▶ EXCERTO

◇ ◇ ◇

O
líder da RENAMO está a contar com a agilidade do Governo para que até ao fim de
2017 haja revisão pontual da Constituição e com isso uma lei de eleição dos
governadores e a lei das finanças das províncias.
Numa
entrevista exclusiva à DW África, o líder da RENAMO, o maior partido da
oposição, revela que afinal as posições militares ainda não foram retiradas do
centro do país, conforme informou o Presidente Filipe Nyusi no último domingo
(25.06.). Dhlakama, que denuncia violações na trégua, diz: "Quem está a
aguentar com a situação sou eu.
DW
África: Em que estágio estão as negociações de paz?
Afonso
Dhlakama (AD): As coisas estão a andar, como sabe em África essas coisas
são lentas, estamos a negociar. Criamos dois grupos: um para os assuntos da
descentralização da administração do Estado e outro para questões militares.
Quanto ao da descentralização da administração do Estado nós pretendemos que
haja uma lei que permita a eleição dos governadores provinciais a partir de
2019. Do nosso lado já fizemos as propostas e queremos que as coisas sejam
feitas, já foram contratados alguns especialistas que têm estado a assessorar
os dois lados, o Governo e a RENAMO, mas sempre há demoras por parte do
Governo. Entendemos que o Governo esteja a marcar passo porque a RENAMO
pretende desmontar o que existe neste momento e que os governadores passem a
ser eleitos pelas populações das províncias. E isto não está a agradar a alguns
camaradas do Governo, mas seja qual for o assunto tornou-se público, não há
forma de impedir que isso venha a acontecer. Neste momento estamos a negociar
para que tenhamos a máxima certeza que até finais deste ano tenhamos a lei já
aprovada na Assembleia da República, isto é, a revisão pontual da Constituição,
para permitir que, de facto, haja já lei de eleição dos governadores e a lei
das finanças das províncias.
DW
África: Caso o Governo da FRELIMO continue a marcar passo até 2019, ano em
devem acontecer as eleições gerais, o que a RENAMO pretende fazer?

◇ ◇ ◇

Registos em bruto:
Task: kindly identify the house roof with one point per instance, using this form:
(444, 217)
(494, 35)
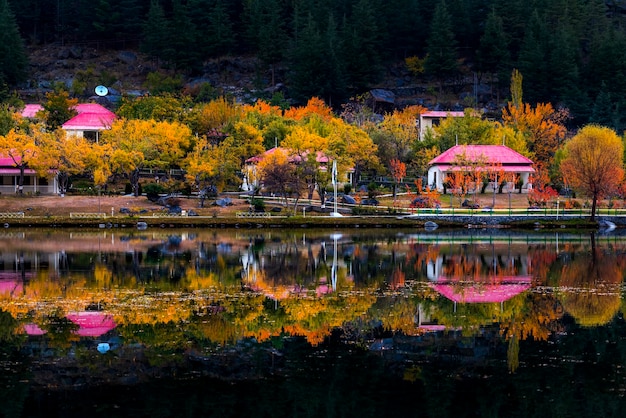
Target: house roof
(91, 116)
(492, 153)
(30, 110)
(320, 158)
(442, 114)
(90, 121)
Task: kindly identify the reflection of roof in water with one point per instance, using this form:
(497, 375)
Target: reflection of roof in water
(92, 323)
(498, 290)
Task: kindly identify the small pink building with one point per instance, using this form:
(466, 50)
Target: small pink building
(9, 175)
(506, 159)
(91, 119)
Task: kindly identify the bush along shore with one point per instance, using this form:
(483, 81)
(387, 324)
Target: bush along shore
(396, 221)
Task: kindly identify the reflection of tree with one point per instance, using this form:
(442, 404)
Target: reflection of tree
(529, 316)
(590, 282)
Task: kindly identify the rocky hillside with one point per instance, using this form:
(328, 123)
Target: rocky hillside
(80, 69)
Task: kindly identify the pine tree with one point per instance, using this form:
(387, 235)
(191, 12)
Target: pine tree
(441, 61)
(156, 32)
(533, 60)
(604, 110)
(13, 58)
(183, 37)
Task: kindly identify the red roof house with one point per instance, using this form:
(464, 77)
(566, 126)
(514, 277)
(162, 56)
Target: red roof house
(9, 175)
(91, 119)
(498, 157)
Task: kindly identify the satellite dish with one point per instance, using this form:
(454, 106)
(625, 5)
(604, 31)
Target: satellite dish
(102, 91)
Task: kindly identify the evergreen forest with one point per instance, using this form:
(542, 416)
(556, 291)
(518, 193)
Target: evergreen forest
(572, 53)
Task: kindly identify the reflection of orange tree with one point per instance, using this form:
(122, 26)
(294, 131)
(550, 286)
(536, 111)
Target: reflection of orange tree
(591, 287)
(541, 193)
(527, 316)
(312, 318)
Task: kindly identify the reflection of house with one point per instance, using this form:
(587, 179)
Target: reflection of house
(479, 277)
(487, 290)
(495, 157)
(91, 119)
(432, 118)
(9, 179)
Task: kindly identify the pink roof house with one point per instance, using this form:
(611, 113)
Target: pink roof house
(9, 175)
(500, 156)
(91, 119)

◇ ◇ ◇

▶ PROBLEMA A RESOLVER
Como fica em inglês esta frase da entrevista ao líder da RENAMO: "Criamos dois grupos: um para os assuntos da descentralização da administração do Estado e outro para questões militares."?

▶ RESOLUÇÃO DO EXERCÍCIO
We created two groups: one for matters concerning the decentralization of the State administration and another for military issues.